Short answer: Deliver all kids "Internet Ready" in primary school. Teach them how to explore options in middle school. Guide them into being contributing adults in high school.
Long answer is in a couple of Social Science Research Network papers:
"Remodeling Schooling: A New Architecture for Preschool to Precollege Instruction"
ahttp://papers.ssrn.com/sol3/papers.cfm?abstract_id=1366850
"A Game Plan for Dramatically Improving the Productivity of the El-Hi Schooling Enterprise"
http://papers.ssrn.com/sol3/papers.cfm?abstract_id=1361188
Dick,
Thanks for the references. I read them and I fear I still don't have much of an idea what you would actually do.
The second says that all children will be able to read by the end of 3rd grade. Great. But (and I use the a-word very deliberately here) I have absolutely no idea how you will do that. Your paragraphs on reading seem to be the written equivalent of waving a magic wand. "If wishes were horses ..."
The other paper makes clear that you don't like the "spreadsheet" model of course relation but it doesn't say what you think should be taught. "Internet ready" is something that sounds nice and can hardly be argued against--but what specifically is it and how can it be taught?
Hmm. I'll try to lend a hand without moving "zero understanding" into minus-zero.

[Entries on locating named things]
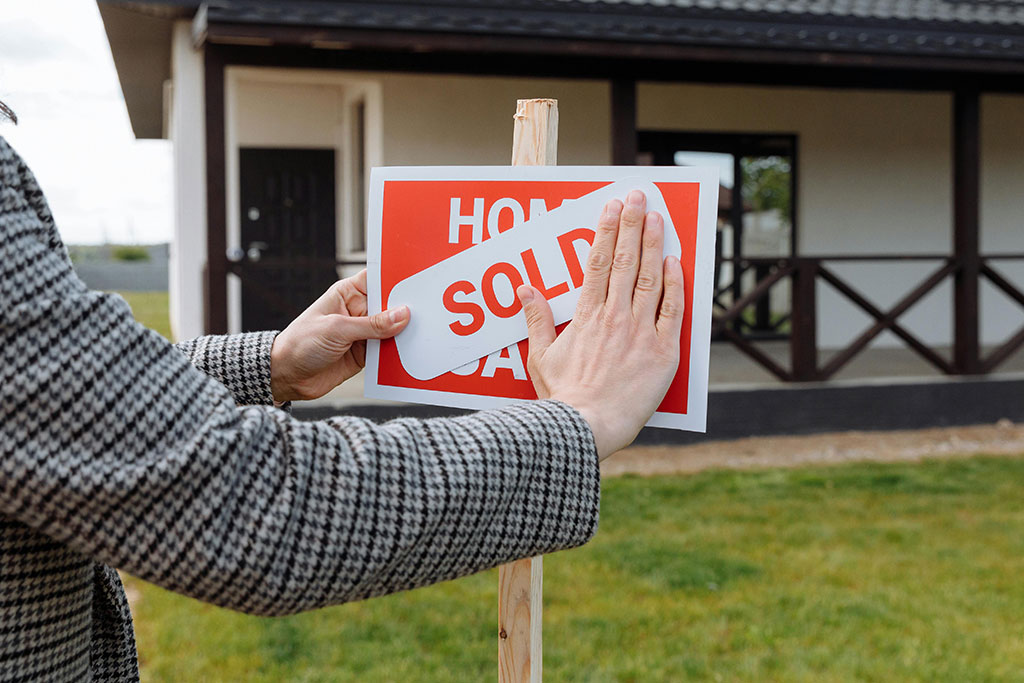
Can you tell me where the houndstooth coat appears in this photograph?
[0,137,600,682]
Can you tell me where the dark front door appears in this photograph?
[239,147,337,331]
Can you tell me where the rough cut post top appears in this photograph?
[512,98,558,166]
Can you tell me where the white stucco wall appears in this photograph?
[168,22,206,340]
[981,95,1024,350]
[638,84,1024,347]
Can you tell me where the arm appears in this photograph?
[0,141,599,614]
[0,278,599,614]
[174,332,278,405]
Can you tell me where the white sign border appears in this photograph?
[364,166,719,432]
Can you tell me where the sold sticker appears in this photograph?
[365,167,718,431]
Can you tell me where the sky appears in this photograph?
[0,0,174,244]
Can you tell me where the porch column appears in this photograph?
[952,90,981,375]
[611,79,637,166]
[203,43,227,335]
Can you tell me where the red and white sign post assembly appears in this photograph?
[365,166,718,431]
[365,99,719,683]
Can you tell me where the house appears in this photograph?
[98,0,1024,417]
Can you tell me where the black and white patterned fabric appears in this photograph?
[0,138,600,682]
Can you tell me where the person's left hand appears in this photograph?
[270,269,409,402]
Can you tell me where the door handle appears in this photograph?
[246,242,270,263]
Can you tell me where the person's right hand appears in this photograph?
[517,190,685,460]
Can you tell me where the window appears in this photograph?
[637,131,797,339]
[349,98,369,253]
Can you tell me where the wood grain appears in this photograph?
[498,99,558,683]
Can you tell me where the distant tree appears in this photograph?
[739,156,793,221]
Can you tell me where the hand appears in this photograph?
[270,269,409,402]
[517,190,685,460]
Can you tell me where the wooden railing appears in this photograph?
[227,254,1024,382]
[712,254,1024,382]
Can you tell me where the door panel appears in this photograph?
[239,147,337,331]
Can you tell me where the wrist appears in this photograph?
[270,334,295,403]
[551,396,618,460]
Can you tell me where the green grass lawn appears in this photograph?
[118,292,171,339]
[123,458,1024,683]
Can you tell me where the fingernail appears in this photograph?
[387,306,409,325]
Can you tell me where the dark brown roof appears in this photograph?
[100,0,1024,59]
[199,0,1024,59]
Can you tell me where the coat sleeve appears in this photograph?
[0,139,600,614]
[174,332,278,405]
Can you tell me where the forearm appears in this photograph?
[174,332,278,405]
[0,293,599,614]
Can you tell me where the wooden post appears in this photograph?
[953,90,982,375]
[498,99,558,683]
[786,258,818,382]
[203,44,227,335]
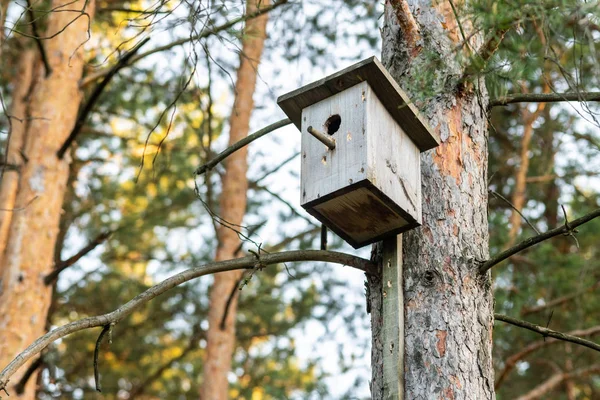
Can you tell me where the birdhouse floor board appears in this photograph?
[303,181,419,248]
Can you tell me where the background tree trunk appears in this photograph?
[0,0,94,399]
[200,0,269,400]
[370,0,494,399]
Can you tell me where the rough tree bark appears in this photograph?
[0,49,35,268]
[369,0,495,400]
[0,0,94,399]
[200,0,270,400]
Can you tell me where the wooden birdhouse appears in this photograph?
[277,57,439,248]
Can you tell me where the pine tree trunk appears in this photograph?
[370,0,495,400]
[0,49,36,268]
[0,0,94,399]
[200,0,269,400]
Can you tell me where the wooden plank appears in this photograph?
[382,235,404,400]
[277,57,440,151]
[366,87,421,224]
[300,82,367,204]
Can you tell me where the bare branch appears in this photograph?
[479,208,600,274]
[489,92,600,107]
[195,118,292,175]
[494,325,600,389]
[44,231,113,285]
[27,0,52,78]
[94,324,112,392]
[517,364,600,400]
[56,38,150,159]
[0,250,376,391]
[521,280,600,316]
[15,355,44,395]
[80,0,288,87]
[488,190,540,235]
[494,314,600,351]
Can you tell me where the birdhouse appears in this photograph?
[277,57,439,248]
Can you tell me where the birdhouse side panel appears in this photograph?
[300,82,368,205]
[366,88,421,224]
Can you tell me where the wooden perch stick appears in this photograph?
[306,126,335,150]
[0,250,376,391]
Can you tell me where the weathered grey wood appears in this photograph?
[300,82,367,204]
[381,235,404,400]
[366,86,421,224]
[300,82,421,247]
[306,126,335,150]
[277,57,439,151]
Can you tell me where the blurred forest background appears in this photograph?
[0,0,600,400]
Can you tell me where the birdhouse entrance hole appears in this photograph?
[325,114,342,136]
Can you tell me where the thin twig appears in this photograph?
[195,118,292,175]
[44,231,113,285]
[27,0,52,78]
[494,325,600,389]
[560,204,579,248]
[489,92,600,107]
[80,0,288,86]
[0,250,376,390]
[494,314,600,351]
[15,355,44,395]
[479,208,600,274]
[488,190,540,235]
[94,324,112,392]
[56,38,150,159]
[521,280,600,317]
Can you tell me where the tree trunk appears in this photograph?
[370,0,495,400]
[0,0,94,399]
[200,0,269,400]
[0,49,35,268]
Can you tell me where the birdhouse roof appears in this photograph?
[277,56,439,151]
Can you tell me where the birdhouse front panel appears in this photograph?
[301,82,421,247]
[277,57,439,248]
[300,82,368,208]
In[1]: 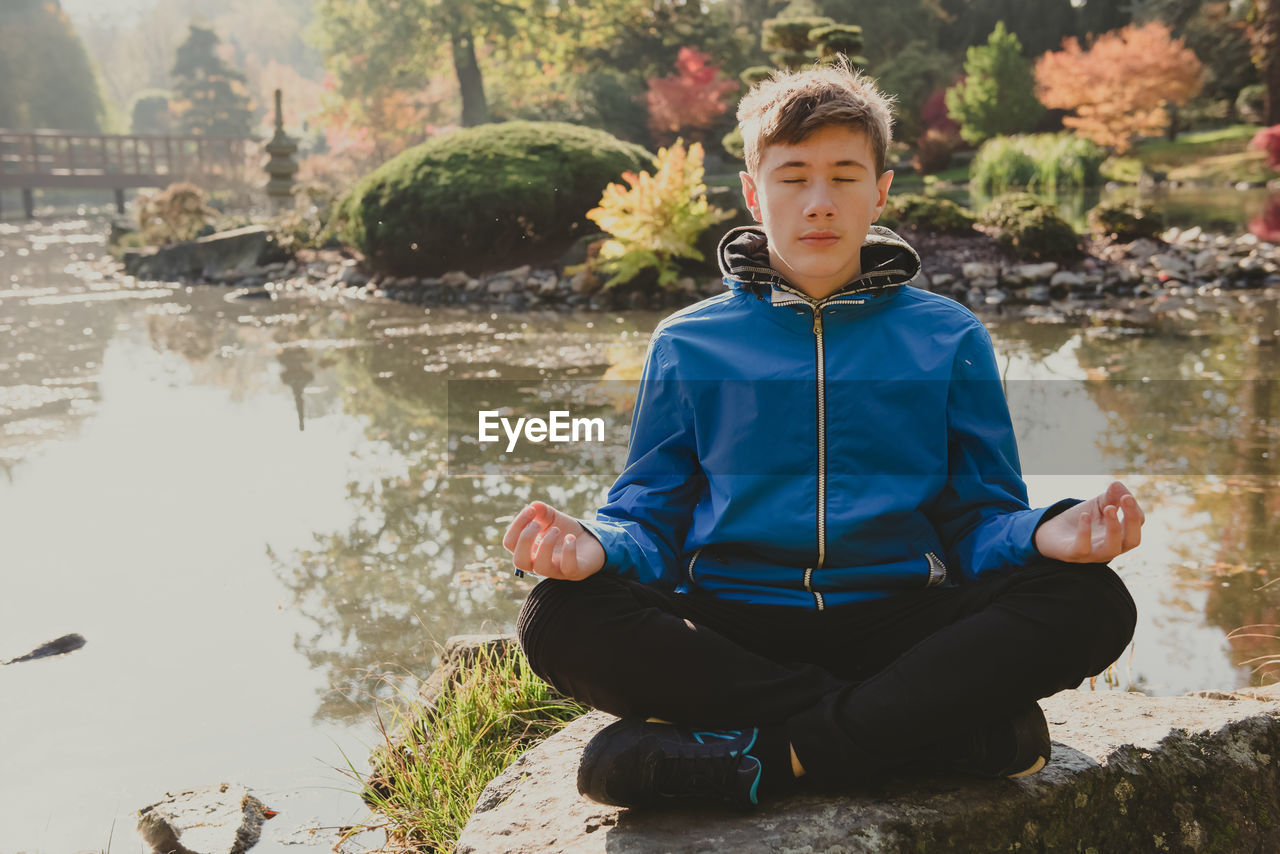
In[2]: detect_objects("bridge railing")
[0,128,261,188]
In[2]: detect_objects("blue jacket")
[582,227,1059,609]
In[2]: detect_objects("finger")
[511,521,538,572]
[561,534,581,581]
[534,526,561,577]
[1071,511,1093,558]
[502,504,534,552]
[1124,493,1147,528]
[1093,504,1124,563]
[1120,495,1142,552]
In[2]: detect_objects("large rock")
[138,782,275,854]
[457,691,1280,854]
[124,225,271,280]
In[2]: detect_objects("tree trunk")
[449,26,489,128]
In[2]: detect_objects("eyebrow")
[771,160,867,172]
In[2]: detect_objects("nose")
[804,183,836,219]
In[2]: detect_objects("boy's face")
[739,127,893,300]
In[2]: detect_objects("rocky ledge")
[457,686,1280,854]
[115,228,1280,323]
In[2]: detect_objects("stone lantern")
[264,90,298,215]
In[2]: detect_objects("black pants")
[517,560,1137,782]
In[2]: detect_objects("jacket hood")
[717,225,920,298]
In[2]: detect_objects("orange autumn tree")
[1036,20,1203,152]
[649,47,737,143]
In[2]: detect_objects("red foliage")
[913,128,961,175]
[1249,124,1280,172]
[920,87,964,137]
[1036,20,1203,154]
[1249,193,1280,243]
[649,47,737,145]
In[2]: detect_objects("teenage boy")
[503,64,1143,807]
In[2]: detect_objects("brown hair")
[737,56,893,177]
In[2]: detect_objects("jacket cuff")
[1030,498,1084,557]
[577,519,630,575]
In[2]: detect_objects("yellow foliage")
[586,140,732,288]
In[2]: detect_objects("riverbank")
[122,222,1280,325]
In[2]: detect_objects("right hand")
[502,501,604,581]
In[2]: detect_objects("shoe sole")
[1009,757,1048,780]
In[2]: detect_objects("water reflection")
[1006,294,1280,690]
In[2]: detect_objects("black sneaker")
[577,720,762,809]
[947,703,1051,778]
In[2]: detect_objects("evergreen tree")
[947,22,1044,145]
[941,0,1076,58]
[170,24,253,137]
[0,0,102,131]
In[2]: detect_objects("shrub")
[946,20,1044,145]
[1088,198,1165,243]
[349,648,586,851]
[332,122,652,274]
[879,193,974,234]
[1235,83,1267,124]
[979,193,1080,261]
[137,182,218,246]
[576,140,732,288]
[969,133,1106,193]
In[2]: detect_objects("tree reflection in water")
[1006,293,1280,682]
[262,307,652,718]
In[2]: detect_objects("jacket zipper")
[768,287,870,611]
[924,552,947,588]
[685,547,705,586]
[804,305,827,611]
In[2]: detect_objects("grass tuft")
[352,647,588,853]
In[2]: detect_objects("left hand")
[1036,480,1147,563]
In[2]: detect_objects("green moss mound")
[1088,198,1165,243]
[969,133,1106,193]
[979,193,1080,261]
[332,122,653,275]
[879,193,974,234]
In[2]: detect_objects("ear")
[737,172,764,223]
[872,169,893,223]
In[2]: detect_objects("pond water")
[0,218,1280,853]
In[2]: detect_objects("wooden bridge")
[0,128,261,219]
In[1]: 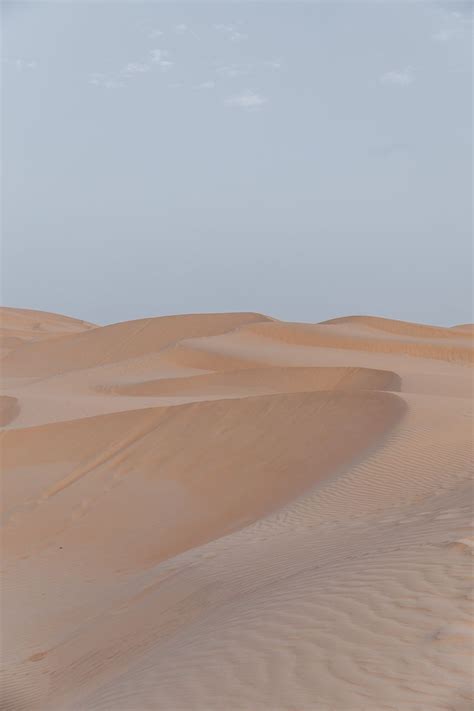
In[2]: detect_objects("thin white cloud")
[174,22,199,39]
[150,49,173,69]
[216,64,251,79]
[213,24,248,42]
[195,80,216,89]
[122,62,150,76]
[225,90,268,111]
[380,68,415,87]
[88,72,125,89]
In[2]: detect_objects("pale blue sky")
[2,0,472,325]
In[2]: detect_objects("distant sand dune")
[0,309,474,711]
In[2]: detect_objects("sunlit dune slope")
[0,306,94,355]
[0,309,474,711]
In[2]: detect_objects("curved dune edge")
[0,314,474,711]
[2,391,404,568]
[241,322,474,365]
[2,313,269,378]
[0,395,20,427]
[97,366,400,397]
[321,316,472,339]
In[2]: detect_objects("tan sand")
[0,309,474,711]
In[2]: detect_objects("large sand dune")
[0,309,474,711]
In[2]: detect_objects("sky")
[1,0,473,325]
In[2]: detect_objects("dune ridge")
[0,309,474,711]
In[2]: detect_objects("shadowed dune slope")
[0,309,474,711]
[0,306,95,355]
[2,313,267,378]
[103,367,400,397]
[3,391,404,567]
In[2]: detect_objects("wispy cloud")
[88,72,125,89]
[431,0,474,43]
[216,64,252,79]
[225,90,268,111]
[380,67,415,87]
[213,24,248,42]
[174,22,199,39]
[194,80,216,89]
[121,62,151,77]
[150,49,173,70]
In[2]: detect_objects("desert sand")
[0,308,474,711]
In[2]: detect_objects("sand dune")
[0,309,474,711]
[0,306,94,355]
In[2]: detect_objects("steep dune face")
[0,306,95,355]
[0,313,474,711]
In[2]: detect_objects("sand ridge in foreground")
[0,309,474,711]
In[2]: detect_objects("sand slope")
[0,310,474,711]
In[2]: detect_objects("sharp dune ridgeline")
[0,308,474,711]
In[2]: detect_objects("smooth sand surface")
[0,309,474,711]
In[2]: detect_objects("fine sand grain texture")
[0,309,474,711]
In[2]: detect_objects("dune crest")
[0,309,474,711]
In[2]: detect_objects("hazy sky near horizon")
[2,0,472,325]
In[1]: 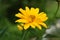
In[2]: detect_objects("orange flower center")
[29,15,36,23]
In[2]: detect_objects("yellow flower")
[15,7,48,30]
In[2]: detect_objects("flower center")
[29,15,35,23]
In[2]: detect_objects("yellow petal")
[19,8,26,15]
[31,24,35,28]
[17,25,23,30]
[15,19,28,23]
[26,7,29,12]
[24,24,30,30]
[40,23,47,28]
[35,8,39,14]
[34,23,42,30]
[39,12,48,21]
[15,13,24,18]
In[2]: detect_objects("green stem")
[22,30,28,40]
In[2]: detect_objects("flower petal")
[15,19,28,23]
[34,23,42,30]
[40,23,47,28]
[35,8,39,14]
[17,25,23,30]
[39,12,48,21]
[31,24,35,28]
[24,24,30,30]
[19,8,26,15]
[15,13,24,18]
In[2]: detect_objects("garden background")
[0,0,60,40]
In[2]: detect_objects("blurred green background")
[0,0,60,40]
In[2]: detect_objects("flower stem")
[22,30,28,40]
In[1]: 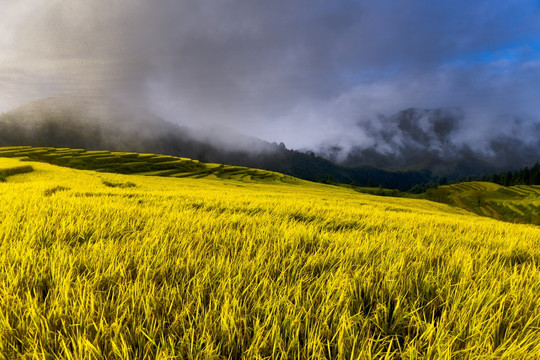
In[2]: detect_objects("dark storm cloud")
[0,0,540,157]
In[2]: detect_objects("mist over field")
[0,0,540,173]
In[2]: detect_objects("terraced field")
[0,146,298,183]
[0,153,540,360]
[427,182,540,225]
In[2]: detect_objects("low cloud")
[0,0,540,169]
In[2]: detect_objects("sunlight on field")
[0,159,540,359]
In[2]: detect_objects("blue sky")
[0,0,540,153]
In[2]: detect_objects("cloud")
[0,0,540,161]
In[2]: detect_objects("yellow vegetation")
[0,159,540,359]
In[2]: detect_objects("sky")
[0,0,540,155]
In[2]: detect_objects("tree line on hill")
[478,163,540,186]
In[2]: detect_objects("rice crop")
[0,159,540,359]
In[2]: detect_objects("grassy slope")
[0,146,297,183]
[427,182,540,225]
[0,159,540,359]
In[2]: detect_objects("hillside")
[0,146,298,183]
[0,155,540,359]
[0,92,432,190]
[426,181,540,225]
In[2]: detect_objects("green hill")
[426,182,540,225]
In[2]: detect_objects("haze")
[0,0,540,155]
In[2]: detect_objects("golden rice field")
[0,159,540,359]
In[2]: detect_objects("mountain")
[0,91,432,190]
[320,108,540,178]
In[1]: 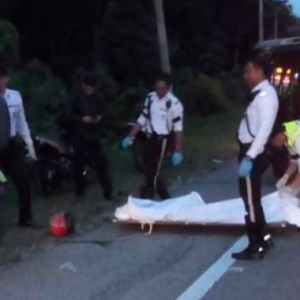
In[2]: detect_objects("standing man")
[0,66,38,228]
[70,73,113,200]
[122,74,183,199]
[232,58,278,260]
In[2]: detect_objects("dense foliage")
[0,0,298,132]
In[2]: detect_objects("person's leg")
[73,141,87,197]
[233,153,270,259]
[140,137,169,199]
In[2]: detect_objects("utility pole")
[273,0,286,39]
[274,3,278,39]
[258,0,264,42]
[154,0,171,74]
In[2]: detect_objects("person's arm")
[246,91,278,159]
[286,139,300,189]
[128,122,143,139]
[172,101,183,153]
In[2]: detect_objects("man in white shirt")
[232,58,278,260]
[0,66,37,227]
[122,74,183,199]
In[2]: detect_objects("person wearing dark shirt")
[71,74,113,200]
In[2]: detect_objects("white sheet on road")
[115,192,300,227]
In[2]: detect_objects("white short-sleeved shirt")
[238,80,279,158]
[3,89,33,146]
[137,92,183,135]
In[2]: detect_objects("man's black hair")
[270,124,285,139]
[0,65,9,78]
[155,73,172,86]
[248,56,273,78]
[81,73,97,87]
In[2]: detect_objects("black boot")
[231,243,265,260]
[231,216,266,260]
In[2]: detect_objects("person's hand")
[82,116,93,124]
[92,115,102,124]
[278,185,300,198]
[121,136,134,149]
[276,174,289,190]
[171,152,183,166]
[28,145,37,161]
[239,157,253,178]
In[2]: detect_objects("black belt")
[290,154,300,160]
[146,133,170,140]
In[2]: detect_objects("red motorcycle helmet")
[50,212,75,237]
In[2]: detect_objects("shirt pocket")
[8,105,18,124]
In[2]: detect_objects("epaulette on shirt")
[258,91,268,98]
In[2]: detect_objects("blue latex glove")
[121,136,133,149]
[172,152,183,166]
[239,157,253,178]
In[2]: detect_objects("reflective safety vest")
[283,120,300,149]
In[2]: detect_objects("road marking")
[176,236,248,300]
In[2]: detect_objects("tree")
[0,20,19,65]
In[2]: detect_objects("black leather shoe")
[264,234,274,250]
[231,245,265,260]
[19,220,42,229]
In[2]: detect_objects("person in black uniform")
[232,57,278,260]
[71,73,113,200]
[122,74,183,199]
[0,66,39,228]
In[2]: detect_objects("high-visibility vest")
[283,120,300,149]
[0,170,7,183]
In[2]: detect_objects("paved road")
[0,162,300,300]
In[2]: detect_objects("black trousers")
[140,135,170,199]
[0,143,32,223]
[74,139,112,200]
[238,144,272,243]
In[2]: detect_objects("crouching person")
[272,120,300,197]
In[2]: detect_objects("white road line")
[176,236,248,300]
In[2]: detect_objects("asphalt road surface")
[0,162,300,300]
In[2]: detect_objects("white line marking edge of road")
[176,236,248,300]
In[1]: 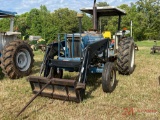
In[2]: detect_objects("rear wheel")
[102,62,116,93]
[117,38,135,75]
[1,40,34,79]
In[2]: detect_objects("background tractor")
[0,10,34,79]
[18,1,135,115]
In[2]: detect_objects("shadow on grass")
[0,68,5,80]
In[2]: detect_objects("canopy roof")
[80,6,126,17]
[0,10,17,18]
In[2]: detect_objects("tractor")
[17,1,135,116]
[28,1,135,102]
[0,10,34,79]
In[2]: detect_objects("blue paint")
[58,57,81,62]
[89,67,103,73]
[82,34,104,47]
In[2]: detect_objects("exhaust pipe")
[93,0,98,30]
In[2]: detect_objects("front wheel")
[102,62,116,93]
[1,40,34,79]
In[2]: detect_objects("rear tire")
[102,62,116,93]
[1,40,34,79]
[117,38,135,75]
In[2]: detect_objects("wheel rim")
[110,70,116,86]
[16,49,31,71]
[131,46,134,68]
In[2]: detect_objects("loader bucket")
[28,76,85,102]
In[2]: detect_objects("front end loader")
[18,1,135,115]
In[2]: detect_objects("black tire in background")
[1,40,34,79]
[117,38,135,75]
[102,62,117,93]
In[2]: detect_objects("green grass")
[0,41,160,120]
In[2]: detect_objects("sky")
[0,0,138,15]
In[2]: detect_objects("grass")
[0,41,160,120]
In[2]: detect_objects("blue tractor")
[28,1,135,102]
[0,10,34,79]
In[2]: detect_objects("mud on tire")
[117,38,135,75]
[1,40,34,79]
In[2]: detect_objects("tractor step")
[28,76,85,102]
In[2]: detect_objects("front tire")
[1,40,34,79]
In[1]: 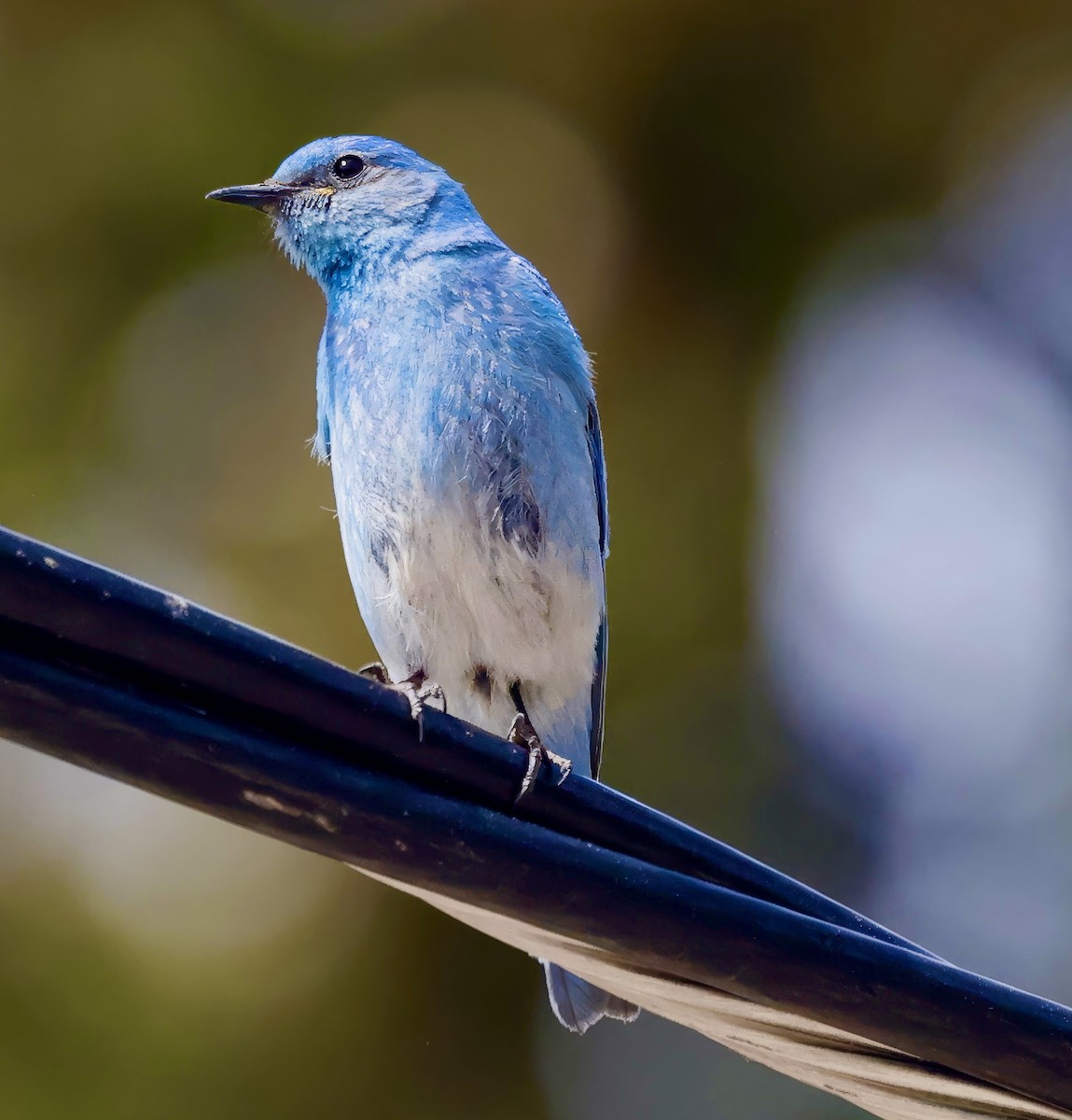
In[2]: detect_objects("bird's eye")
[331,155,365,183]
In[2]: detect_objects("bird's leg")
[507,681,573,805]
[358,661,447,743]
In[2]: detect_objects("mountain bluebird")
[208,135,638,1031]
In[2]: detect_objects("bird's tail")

# [Work instructions]
Could you return, unchanged, the stretch of the school-reform discussion starting at "http://papers.ssrn.com/sol3/papers.cfm?abstract_id=1361188" and ending at "would actually do."? Work only from the school-reform discussion, not the listing.

# [Written solution]
http://papers.ssrn.com/sol3/papers.cfm?abstract_id=1361188
Dick,
Thanks for the references. I read them and I fear I still don't have much of an idea what you would actually do.